■ Goal of the exercise
Please retype the data below without any changes, from the line containing "the wicker basket." up to and including the line containing "(1064, 174)".

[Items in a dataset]
○ ○ ○ ○
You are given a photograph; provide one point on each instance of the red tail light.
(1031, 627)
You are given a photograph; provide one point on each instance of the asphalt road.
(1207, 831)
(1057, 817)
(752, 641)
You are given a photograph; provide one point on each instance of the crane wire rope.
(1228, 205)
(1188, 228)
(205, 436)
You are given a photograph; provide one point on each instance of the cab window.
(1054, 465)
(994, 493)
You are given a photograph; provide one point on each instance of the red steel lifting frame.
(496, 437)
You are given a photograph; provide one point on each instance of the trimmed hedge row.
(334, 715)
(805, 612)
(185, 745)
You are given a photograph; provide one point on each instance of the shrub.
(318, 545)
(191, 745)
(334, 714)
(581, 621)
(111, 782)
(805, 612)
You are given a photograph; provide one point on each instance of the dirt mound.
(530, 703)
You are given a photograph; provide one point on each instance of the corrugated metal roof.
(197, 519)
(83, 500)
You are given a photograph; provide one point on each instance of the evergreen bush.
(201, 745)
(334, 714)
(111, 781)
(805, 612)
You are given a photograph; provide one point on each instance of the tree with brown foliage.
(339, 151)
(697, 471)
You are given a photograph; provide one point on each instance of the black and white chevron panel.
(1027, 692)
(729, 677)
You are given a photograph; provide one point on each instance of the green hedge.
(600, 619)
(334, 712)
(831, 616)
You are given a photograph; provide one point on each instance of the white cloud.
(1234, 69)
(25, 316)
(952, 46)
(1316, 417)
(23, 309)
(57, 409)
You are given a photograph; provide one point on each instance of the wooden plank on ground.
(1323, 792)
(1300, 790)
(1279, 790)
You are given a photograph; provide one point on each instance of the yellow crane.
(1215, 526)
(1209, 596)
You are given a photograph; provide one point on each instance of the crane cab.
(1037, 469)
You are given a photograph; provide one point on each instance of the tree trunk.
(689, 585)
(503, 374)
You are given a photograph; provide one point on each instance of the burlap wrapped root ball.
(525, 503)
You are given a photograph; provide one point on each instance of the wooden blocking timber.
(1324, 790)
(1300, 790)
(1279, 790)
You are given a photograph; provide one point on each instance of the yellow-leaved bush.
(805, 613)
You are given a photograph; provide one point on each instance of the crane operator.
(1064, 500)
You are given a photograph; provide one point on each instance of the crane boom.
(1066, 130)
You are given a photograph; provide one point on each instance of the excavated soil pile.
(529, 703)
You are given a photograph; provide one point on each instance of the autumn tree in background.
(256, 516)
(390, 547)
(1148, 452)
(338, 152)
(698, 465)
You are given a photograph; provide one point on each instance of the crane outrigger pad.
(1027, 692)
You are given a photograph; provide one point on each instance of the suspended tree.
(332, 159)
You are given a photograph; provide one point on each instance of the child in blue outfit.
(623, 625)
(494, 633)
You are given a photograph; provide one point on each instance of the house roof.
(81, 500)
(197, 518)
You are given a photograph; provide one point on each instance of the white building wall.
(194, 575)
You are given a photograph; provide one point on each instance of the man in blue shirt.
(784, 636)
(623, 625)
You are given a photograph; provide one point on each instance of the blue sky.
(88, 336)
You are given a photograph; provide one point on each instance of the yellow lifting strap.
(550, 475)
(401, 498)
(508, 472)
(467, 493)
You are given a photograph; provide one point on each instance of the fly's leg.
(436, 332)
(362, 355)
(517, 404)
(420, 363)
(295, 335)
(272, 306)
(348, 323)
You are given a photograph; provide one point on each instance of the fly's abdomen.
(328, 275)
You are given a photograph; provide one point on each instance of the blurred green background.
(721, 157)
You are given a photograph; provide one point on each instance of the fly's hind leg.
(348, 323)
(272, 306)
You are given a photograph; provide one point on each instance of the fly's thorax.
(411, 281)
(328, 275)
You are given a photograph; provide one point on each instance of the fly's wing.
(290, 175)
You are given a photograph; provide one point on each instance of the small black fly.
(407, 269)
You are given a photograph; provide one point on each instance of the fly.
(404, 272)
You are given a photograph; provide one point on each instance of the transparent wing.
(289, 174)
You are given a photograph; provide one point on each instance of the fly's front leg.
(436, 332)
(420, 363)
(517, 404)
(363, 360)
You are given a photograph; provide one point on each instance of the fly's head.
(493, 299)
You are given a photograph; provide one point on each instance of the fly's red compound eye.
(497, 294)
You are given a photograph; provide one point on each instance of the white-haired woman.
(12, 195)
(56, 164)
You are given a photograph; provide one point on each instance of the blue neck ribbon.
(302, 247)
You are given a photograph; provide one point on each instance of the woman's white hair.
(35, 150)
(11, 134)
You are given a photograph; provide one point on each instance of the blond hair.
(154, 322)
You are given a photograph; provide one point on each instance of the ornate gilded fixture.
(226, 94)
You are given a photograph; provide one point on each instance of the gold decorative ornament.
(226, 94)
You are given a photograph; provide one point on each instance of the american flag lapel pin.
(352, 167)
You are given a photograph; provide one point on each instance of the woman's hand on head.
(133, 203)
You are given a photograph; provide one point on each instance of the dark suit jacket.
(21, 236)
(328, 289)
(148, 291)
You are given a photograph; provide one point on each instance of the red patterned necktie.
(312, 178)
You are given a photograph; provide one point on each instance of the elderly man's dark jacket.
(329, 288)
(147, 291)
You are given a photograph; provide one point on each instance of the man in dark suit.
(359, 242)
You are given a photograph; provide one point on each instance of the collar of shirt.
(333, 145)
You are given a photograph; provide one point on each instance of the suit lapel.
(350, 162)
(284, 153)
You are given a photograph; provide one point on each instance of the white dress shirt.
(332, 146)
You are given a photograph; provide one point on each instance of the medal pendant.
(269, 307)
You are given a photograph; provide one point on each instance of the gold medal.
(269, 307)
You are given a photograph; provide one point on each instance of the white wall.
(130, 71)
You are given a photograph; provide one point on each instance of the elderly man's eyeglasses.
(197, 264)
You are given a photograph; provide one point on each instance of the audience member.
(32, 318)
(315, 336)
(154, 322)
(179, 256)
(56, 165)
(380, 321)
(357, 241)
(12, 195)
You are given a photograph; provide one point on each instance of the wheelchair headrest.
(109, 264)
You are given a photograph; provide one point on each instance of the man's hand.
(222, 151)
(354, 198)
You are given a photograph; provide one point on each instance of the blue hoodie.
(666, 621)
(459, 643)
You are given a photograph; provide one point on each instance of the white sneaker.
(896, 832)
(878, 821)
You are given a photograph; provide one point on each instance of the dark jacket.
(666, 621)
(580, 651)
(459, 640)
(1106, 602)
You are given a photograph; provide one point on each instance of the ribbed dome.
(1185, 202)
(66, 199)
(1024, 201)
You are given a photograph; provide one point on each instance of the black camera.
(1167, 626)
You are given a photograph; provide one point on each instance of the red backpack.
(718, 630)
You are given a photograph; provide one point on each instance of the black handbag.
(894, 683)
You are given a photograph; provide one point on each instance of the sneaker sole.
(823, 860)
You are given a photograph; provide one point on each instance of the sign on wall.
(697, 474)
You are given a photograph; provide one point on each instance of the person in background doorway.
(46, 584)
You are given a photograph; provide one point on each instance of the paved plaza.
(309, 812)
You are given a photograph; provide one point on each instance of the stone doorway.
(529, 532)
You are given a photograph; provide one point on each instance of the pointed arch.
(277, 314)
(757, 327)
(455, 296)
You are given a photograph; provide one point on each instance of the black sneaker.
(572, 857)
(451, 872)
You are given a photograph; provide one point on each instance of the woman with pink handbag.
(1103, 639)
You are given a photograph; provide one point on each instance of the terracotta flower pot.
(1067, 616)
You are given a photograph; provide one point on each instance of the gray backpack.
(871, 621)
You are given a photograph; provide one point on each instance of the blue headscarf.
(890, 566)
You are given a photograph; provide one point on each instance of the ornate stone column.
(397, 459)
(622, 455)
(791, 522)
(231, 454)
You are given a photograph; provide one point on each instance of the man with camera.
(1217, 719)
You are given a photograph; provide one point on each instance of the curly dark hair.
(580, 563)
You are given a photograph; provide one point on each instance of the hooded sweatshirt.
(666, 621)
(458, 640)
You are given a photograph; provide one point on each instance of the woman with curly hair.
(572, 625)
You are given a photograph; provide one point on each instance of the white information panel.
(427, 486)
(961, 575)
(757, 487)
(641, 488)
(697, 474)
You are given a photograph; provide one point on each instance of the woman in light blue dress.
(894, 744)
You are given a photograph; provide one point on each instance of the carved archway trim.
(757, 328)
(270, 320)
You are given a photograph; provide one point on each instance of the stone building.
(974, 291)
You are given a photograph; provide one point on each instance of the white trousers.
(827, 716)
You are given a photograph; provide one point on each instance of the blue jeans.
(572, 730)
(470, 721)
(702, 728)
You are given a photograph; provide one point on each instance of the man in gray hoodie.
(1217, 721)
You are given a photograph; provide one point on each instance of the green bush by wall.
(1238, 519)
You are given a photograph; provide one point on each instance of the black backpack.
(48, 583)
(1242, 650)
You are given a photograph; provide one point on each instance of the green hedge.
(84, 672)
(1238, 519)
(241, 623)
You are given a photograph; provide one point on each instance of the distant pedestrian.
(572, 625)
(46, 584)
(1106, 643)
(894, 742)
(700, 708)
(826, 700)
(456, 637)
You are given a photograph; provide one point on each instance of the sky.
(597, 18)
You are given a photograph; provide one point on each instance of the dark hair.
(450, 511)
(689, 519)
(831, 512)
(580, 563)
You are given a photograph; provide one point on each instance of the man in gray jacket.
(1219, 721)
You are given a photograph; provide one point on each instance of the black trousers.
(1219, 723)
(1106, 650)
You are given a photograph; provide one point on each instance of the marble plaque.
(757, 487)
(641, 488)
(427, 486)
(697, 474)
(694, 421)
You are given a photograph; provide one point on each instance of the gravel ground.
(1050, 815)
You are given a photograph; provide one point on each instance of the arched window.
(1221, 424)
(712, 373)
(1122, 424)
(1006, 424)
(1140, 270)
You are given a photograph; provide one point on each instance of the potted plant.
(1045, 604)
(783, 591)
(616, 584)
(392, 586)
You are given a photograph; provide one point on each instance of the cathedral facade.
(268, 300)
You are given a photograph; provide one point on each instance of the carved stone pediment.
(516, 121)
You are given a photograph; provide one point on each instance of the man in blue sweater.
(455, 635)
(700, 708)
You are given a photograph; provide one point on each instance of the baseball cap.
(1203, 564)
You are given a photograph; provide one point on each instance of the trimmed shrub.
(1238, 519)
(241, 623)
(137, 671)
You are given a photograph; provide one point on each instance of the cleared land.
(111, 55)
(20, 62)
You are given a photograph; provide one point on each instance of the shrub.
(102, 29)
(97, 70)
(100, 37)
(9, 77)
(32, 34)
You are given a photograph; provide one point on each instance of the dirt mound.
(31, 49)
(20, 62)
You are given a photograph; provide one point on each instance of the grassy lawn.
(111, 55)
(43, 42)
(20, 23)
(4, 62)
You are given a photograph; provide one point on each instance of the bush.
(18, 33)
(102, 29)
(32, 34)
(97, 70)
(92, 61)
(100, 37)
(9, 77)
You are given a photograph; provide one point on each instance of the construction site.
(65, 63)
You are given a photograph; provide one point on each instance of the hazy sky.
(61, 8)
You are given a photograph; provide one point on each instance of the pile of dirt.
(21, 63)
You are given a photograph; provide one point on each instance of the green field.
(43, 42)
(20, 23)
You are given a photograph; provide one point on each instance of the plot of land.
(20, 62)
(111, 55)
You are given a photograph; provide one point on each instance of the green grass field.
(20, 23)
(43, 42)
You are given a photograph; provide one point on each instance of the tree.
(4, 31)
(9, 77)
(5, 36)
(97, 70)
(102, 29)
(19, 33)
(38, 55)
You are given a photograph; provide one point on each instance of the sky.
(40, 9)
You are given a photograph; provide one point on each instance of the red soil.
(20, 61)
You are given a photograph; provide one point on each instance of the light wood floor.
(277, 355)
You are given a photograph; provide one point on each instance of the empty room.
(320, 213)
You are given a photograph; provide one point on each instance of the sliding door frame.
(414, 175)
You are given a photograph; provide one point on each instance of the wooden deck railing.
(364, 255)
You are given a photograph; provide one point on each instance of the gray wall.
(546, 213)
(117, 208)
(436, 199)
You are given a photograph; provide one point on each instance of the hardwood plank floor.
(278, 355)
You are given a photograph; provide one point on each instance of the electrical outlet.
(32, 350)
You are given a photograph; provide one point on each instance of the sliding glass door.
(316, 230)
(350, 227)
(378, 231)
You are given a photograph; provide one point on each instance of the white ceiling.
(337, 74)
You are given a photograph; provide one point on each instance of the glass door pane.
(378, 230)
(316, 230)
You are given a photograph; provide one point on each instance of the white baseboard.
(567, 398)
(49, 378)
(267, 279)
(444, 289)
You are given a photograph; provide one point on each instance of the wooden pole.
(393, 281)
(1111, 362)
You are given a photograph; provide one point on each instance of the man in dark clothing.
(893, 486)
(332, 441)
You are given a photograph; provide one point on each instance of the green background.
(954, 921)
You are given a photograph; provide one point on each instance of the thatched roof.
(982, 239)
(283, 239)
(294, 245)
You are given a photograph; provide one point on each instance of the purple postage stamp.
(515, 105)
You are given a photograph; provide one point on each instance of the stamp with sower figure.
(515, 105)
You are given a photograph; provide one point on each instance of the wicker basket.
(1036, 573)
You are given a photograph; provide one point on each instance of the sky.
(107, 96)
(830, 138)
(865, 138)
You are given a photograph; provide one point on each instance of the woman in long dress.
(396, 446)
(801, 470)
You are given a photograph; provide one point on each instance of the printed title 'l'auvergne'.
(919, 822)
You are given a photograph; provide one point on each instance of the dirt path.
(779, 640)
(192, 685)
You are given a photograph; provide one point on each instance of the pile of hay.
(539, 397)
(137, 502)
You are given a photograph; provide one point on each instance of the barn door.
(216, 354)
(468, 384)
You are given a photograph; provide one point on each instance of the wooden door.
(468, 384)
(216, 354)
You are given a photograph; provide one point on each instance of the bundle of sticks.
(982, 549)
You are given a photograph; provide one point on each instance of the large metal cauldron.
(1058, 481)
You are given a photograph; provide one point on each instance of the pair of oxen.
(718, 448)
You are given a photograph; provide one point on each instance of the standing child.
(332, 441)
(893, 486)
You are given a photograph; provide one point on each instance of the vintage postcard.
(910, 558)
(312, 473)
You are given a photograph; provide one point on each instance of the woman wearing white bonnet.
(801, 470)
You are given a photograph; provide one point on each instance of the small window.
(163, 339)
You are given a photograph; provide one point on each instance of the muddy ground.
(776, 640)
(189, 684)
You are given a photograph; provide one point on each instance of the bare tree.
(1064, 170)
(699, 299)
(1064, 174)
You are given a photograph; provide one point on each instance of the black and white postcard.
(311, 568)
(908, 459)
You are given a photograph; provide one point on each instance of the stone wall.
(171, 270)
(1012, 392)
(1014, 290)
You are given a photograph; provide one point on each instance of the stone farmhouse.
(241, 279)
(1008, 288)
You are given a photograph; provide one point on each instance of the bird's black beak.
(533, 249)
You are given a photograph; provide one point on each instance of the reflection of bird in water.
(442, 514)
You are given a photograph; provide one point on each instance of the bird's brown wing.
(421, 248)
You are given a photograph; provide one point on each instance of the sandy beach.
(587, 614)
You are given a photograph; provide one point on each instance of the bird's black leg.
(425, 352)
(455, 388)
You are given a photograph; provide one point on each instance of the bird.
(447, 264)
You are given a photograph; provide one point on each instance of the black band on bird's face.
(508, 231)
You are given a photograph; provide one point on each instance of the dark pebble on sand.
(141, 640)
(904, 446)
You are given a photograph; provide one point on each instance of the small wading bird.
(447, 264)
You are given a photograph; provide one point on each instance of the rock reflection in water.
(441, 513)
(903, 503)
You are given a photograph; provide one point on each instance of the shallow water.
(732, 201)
○ ○ ○ ○
■ Task solution
You are given a photograph; provide one point on each instance of the wicker basket.
(1036, 573)
You are given a photograph; provide one point on each instance of the sky.
(107, 96)
(830, 138)
(865, 138)
You are given a photograph; provide one point on each instance of the woman in long dress.
(396, 446)
(801, 470)
You are given a photograph; provide one point on each instance of the printed title 'l'auvergne'.
(919, 822)
You are given a photograph; provide one point on each instance of the dirt path.
(779, 640)
(192, 685)
You are given a photograph; provide one point on each instance of the pile of hay.
(539, 397)
(137, 502)
You are given a photograph; provide one point on each instance of the barn door.
(216, 354)
(468, 384)
You are given a photograph; provide one point on each instance of the wooden door.
(468, 384)
(216, 354)
You are given a photograph; provide one point on each instance of the bundle of sticks.
(982, 549)
You are given a photograph; provide one point on each instance of the large metal cauldron.
(1058, 481)
You are given a photograph; provide one point on each instance of the pair of oxen.
(718, 448)
You are given a photograph; provide one point on each instance of the standing child.
(332, 441)
(893, 486)
You are given a photograph; provide one point on each instance of the vintage postcard.
(910, 558)
(312, 473)
You are given a photograph; provide one point on each instance of the woman wearing white bonnet.
(801, 470)
You are given a photograph; provide one point on each instance of the small window.
(163, 339)
You are given a photograph; provide one point on each instance of the muddy ground.
(776, 640)
(189, 684)
You are given a photograph; provide one point on each instance of the bare tree.
(1064, 170)
(699, 299)
(1064, 174)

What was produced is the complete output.